- Passage to read
[Begin]

In its evaluation, management considers changes in lending policies and procedures, changes in concentrations of credit, changes in the nature and volume of the portfolio, changes in the volume and severity of delinquencies, classified and nonaccrual loans, changes in competition and legal and regulatory environments, management capabilities, current local and national economic trends, peer group information, changes in loan review methodology and Board of Directors oversight, as well as various other factors. Consideration is also given to examinations performed by regulatory authorities and the company’s independent accountants.

The following table sets forth certain information with respect to the company’s allowance for credit losses and charge-offs (in thousands)

 
Three months Ended March 31, 2010
 
Year to date Ended December 31, 2009
Balance, January 1
$22,502
 
$8,254
Recoveries Credited
57
 
133
Losses Charged
(2,039)
 
(17,835)
Provision for Credit Losses
2,802
 
31,950
Balance at End of Period
$23,322
 
$22,502

The company’s provision for the first quarter of 2010 was $2.802 million.  The company recorded total provisions for loan losses of $31.95 million for 2009 in order to adequately provide for potential losses, compared to a provision of $1.8 million in 2008.  The increases in the provision for loan losses were primarily a result of the prolonged deterioration in the economy along with a variety of other factors.  These issues directly caused an increase in non-performing assets and net charge-offs primarily in the commercial real estate portfolio.

[End]

(Pointing lines)
[Begin]

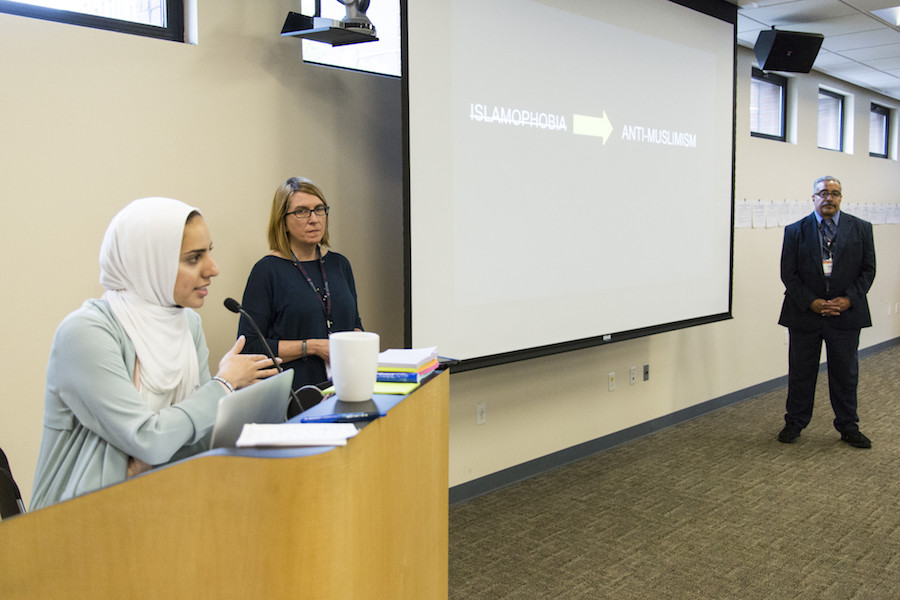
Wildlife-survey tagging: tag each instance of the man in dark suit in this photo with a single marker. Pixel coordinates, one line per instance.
(827, 266)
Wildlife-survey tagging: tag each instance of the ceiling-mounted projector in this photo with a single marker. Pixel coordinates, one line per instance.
(329, 31)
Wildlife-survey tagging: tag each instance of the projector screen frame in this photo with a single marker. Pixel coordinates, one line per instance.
(719, 9)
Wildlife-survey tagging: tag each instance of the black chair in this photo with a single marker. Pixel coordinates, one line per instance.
(10, 498)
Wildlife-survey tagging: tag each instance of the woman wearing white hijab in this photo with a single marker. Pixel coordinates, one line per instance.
(128, 383)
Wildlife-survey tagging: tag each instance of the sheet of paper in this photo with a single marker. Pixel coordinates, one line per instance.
(255, 435)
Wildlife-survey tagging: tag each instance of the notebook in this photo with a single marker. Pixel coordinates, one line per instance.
(265, 401)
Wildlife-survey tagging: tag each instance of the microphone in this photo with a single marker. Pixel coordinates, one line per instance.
(10, 498)
(235, 307)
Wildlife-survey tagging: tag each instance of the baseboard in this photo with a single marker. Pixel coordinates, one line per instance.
(495, 481)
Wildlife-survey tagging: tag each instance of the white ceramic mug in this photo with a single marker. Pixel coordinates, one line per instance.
(354, 364)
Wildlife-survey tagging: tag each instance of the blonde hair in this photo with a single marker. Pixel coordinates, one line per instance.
(278, 236)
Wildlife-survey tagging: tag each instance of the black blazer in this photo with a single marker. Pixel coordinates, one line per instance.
(804, 279)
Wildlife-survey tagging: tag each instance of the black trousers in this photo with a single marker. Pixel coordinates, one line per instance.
(841, 348)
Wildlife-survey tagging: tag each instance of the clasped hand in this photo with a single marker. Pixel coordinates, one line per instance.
(830, 308)
(242, 370)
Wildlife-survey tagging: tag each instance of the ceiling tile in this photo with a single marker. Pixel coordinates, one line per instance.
(866, 39)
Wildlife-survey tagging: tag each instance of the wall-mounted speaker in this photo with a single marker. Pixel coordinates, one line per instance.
(792, 51)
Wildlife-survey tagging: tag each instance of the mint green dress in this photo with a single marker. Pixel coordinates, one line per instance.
(94, 417)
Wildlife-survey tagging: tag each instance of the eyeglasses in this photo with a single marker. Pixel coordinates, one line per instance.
(303, 212)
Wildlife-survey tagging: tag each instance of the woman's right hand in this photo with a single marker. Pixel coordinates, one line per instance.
(241, 370)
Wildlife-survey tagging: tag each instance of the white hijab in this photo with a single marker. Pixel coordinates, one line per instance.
(139, 261)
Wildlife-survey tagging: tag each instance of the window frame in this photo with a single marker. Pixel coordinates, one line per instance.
(173, 31)
(885, 112)
(842, 99)
(781, 82)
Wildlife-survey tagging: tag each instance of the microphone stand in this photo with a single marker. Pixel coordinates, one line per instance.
(235, 307)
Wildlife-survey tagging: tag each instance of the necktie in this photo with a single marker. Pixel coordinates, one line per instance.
(828, 233)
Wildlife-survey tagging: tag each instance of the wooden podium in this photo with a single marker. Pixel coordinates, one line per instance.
(368, 520)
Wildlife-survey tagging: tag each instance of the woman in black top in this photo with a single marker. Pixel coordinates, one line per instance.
(301, 291)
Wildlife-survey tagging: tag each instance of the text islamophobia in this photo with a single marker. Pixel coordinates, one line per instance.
(516, 117)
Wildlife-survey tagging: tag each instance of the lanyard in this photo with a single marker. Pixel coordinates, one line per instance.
(325, 298)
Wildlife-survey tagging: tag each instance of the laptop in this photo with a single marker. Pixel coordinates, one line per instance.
(265, 401)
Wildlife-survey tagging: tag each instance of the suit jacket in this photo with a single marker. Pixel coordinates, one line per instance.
(804, 278)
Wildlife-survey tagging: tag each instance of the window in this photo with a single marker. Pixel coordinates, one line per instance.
(879, 125)
(768, 105)
(381, 57)
(162, 19)
(831, 122)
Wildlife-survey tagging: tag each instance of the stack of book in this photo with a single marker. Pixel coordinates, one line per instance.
(407, 365)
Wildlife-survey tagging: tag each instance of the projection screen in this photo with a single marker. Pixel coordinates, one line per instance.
(570, 170)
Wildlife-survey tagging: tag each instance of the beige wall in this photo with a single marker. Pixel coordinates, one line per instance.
(90, 120)
(541, 406)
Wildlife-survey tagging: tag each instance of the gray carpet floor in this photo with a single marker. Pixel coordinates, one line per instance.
(714, 508)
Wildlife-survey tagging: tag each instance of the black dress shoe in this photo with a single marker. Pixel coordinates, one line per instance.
(789, 434)
(856, 439)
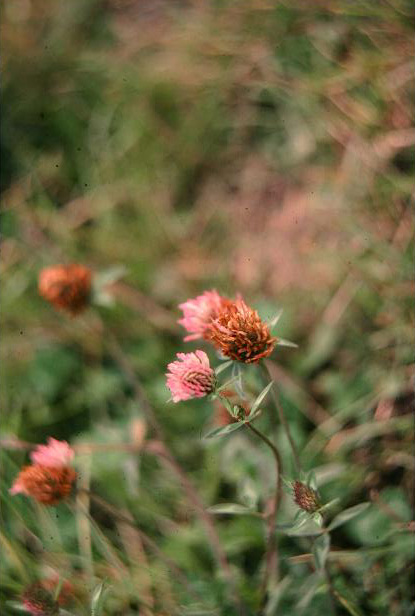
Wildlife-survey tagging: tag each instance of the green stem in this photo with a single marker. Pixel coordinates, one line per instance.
(271, 558)
(281, 414)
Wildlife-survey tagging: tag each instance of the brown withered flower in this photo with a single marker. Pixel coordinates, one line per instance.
(305, 497)
(67, 287)
(48, 485)
(39, 602)
(239, 333)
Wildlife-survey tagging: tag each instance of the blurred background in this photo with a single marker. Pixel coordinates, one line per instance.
(265, 148)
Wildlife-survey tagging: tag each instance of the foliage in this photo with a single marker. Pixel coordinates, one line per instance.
(264, 148)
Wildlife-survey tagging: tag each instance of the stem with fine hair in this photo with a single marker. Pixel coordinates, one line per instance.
(267, 374)
(271, 559)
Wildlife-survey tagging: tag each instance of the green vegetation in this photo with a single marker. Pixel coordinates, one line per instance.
(259, 147)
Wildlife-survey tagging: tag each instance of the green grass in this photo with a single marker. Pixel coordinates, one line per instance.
(262, 148)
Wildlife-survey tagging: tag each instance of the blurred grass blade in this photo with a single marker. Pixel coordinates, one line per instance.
(348, 514)
(223, 367)
(232, 509)
(98, 598)
(321, 550)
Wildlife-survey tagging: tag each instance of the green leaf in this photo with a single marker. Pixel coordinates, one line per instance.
(321, 550)
(223, 366)
(288, 343)
(348, 514)
(232, 508)
(275, 320)
(224, 431)
(98, 597)
(304, 528)
(259, 399)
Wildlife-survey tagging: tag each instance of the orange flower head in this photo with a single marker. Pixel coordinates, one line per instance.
(67, 287)
(305, 497)
(46, 484)
(239, 333)
(39, 602)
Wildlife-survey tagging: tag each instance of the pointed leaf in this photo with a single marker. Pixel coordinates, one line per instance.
(97, 600)
(260, 398)
(348, 514)
(321, 550)
(224, 431)
(284, 342)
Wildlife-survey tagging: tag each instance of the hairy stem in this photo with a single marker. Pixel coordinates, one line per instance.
(271, 558)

[End]

- Objective
In the passage on credit losses, list every row label in the table, from top to bottom.

- Answer to this task
Balance, January 1
Recoveries Credited
Losses Charged
Provision for Credit Losses
Balance at End of Period